**Stated task 1:** Copy the passage from the interview with Louis Sahagun word for word, from "The following interview" to "for 43 years.".

"Je ne regrette rien."
Louis Sahagun on 43 years as a reporter for the L.A. Times and the current state of the LA River.

Louis Sahagun was a reporter for the L.A. Times who retired this year after 43 years. He has strong opinions about the LA River and the state of the environment in Southern California. He is hesitant to call the river a river. To him, it’s more of a sewer or a storm drain because the majority of the water in the channel doesn’t occur naturally within the environment–about 90 percent is urban runoff while only the remaining 10 percent originates from natural sources. He questions those who say that a natural ecosystem exists at the river because most of the species that live there are non-native and invasive, and because the flow of treated runoff is too warm to support native species including steelhead trout. He also criticizes the pace of efforts to revitalize the river. As he sees it, little has happened since the launch of various master plans over the years. If anything, delayed revitalization has led to deterioration.
The following interview between Louis Sahagun, Julia Meltzer, and Virginia Espino has been edited for clarity.
JM: Hi, Louis, so nice to have you with us. Tell me about yourself.
LS: I recently retired as a reporter at the Los Angeles Times. I was a junior college dropout when I started working there as a floor sweeper in 1973. I had no dream or desire of being a reporter at the time. Zero. But je ne regrette rien—I think that’s proper French!—I regret nothing. Somehow, I worked my way up into a full-time staff writer position and held onto it for 43 years.
JM: Where did you grow up?
LS: My very first memories in life were of my family’s home at a farmworker ranch called El Rancho de Don Daniel in what is now known as the Whittier Narrows area off the Pomona Freeway, about 25 miles east of LA. I would not call it quaint by any means. But, man, was it wonderful. Those early memories are of a place teeming with wildlife of all kinds: western pond turtles and clouds of tadpoles in clear water–not the non-native red-eared slider turtles you see today. I even remember the consternation among my family members when the Army Corps of Engineers came in and announced, “All you Mexicans have to get out of the bushes and get out of here because we’re building a dam here.”

**Supplied information:**

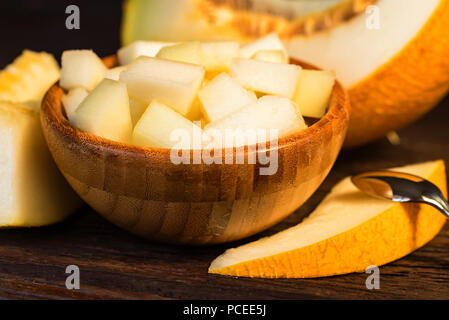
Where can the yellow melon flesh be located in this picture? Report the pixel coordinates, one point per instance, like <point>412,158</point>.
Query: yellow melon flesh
<point>32,191</point>
<point>348,232</point>
<point>395,73</point>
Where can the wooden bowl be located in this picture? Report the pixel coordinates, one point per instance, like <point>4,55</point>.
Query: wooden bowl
<point>141,190</point>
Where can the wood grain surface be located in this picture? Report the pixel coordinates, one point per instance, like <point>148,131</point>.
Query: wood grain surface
<point>115,264</point>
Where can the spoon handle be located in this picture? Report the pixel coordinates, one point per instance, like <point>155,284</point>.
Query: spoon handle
<point>438,202</point>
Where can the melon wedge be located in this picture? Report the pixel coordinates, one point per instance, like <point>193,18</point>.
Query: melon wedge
<point>28,77</point>
<point>395,73</point>
<point>32,191</point>
<point>347,232</point>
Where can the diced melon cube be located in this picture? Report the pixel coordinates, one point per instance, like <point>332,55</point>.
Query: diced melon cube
<point>266,77</point>
<point>128,54</point>
<point>222,96</point>
<point>105,112</point>
<point>187,52</point>
<point>275,56</point>
<point>269,42</point>
<point>172,83</point>
<point>72,100</point>
<point>314,91</point>
<point>161,127</point>
<point>33,192</point>
<point>136,108</point>
<point>81,68</point>
<point>217,56</point>
<point>267,113</point>
<point>114,73</point>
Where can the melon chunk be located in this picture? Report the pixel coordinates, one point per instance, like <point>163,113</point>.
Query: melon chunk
<point>314,91</point>
<point>222,96</point>
<point>105,112</point>
<point>128,54</point>
<point>218,56</point>
<point>348,232</point>
<point>32,190</point>
<point>72,100</point>
<point>114,73</point>
<point>159,125</point>
<point>267,113</point>
<point>269,42</point>
<point>172,83</point>
<point>266,77</point>
<point>187,52</point>
<point>81,68</point>
<point>275,56</point>
<point>136,108</point>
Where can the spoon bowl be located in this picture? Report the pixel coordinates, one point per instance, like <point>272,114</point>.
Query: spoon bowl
<point>401,187</point>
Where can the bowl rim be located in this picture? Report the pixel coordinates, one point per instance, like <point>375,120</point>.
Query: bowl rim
<point>53,114</point>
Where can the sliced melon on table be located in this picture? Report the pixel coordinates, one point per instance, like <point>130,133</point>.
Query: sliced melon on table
<point>347,232</point>
<point>32,191</point>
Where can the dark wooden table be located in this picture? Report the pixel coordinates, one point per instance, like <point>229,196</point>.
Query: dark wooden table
<point>115,264</point>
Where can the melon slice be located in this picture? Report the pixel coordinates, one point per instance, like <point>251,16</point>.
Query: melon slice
<point>266,77</point>
<point>269,42</point>
<point>32,191</point>
<point>128,54</point>
<point>275,56</point>
<point>314,91</point>
<point>172,83</point>
<point>267,113</point>
<point>187,52</point>
<point>217,56</point>
<point>222,96</point>
<point>28,77</point>
<point>347,232</point>
<point>72,100</point>
<point>114,73</point>
<point>81,69</point>
<point>159,127</point>
<point>404,71</point>
<point>105,112</point>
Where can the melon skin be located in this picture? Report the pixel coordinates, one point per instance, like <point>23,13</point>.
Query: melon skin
<point>377,111</point>
<point>396,231</point>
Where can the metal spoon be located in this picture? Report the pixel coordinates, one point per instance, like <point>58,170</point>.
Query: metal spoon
<point>401,187</point>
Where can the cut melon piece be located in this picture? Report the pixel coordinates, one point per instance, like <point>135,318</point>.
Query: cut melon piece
<point>105,112</point>
<point>404,71</point>
<point>114,73</point>
<point>187,52</point>
<point>81,69</point>
<point>172,83</point>
<point>314,91</point>
<point>159,127</point>
<point>218,56</point>
<point>267,113</point>
<point>222,96</point>
<point>32,191</point>
<point>266,77</point>
<point>136,108</point>
<point>275,56</point>
<point>269,42</point>
<point>28,77</point>
<point>128,54</point>
<point>72,100</point>
<point>348,232</point>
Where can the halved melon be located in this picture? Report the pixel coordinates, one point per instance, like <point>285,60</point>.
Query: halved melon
<point>347,232</point>
<point>395,73</point>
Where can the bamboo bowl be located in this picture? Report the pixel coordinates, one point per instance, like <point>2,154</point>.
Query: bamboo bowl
<point>139,189</point>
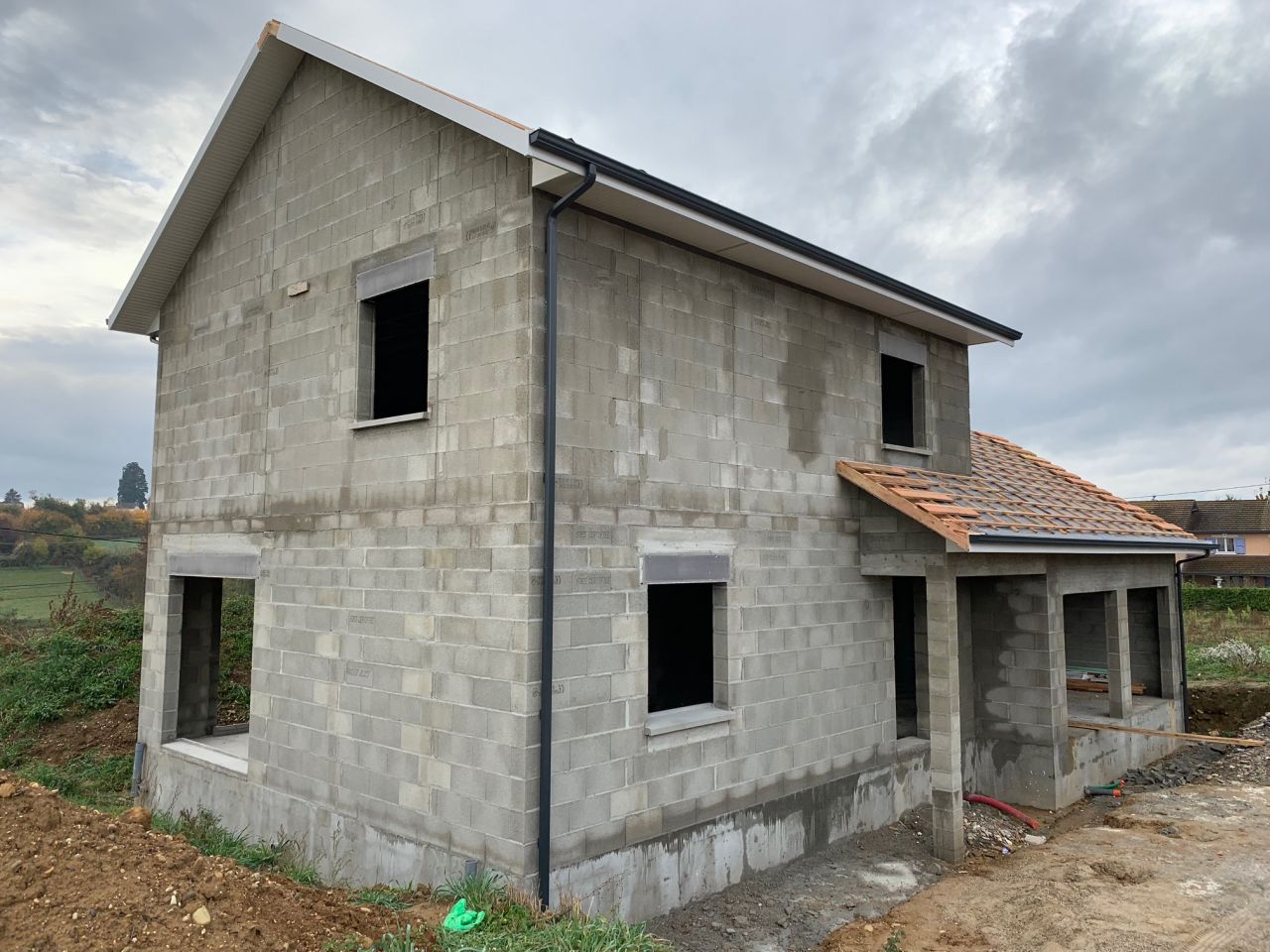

**Stated task 2:** List every line in the records that contains the word "dark", treating uppercase and lowercase as different.

**Result 1:**
The following interview between Louis Sahagun, Julia Meltzer, and Virginia Espino has been edited for clarity.
JM: Hi, Louis, so nice to have you with us. Tell me about yourself.
LS: I recently retired as a reporter at the Los Angeles Times. I was a junior college dropout when I started working there as a floor sweeper in 1973. I had no dream or desire of being a reporter at the time. Zero. But je ne regrette rien—I think that’s proper French!—I regret nothing. Somehow, I worked my way up into a full-time staff writer position and held onto it for 43 years.

**Result 2:**
Where can the dark wooden table be located in this picture? Report the pixel coordinates, one point per instance, like <point>229,196</point>.
Query: dark wooden table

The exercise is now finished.